**SELECTED EXCERPT:**
****************************************

See https://isocpp.org/std/submit-issue for submitting
non-editorial issues.

Jens


> On Saturday, December 16, 2017 at 3:58:13 AM UTC+3, Myriachan wrote:
>
> On Friday, December 15, 2017 at 2:25:44 PM UTC-8, Иван Вайгульт wrote:
>
> Just to clarify, I guess Melissa is talking about [expr.add.4 <http://eel.is/c++draft/expr.add#4>], and the traversing is prohibited because there is no underlying char[sizeof(Object)] array, right? Could you, please, also explain, why accessing of the first byte is valid?
>
>
> Yes, that's why the behavior is currently undefined if you implement your own custom memcpy() and attempt to copy between trivially copyable classes using it. It's the pointer arithmetic that is undefined behavior, not the cast nor the accessing the memory as a different type.
>
> As for why accessing the first byte is legal, [basic.lval]/8 defines the pointer aliasing rules, and char/unsigned char/std::byte are explicitly allowed to break the aliasing rules:
>
> 8 If a program attempts to access the stored value of an object through a glvalue of other than one of the following types the behavior is undefined:
> ...

****************************************

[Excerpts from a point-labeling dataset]
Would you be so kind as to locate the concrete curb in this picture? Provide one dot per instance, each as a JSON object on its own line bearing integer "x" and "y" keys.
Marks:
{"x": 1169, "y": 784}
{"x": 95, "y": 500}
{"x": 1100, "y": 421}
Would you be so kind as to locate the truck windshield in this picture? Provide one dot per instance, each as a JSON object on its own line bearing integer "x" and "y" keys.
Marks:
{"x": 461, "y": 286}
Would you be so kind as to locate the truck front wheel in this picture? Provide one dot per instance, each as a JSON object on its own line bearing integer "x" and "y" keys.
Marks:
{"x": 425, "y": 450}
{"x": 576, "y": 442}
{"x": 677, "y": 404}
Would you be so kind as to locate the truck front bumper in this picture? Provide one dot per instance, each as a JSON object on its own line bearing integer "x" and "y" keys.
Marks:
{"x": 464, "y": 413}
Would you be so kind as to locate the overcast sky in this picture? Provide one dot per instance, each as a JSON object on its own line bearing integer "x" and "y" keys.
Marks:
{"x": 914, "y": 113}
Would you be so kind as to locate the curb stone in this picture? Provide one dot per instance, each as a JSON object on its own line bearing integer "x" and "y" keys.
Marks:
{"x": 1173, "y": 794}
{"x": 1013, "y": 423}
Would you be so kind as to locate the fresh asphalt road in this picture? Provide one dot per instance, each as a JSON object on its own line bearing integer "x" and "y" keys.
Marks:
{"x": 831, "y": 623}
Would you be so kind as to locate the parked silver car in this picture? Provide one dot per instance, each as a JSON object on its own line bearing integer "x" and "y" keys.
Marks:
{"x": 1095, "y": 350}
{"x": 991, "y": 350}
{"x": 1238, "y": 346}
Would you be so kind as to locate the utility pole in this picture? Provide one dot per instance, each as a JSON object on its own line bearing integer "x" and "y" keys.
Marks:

****************************************

**EXERCISE INSTRUCTIONS:**
A: Transcribe the excerpt on C++ pointer arithmetic and aliasing rules in full.
B: Rewrite the records starting at the line that contains "Would you be so kind as to locate the parked" and ending at the last line of the records, with every x and y coordinate increased by 40. Give only those lines, requests included.
The text and the records have no connection to each other.

**SOLUTIONS IN ORDER:**
A:
See https://isocpp.org/std/submit-issue for submitting
non-editorial issues.

Jens


> On Saturday, December 16, 2017 at 3:58:13 AM UTC+3, Myriachan wrote:
>
> On Friday, December 15, 2017 at 2:25:44 PM UTC-8, Иван Вайгульт wrote:
>
> Just to clarify, I guess Melissa is talking about [expr.add.4 <http://eel.is/c++draft/expr.add#4>], and the traversing is prohibited because there is no underlying char[sizeof(Object)] array, right? Could you, please, also explain, why accessing of the first byte is valid?
>
>
> Yes, that's why the behavior is currently undefined if you implement your own custom memcpy() and attempt to copy between trivially copyable classes using it. It's the pointer arithmetic that is undefined behavior, not the cast nor the accessing the memory as a different type.
>
> As for why accessing the first byte is legal, [basic.lval]/8 defines the pointer aliasing rules, and char/unsigned char/std::byte are explicitly allowed to break the aliasing rules:
>
> 8 If a program attempts to access the stored value of an object through a glvalue of other than one of the following types the behavior is undefined:
> ...

B:
Would you be so kind as to locate the parked silver car in this picture? Provide one dot per instance, each as a JSON object on its own line bearing integer "x" and "y" keys.
Marks:
{"x": 1135, "y": 390}
{"x": 1031, "y": 390}
{"x": 1278, "y": 386}
Would you be so kind as to locate the utility pole in this picture? Provide one dot per instance, each as a JSON object on its own line bearing integer "x" and "y" keys.
Marks:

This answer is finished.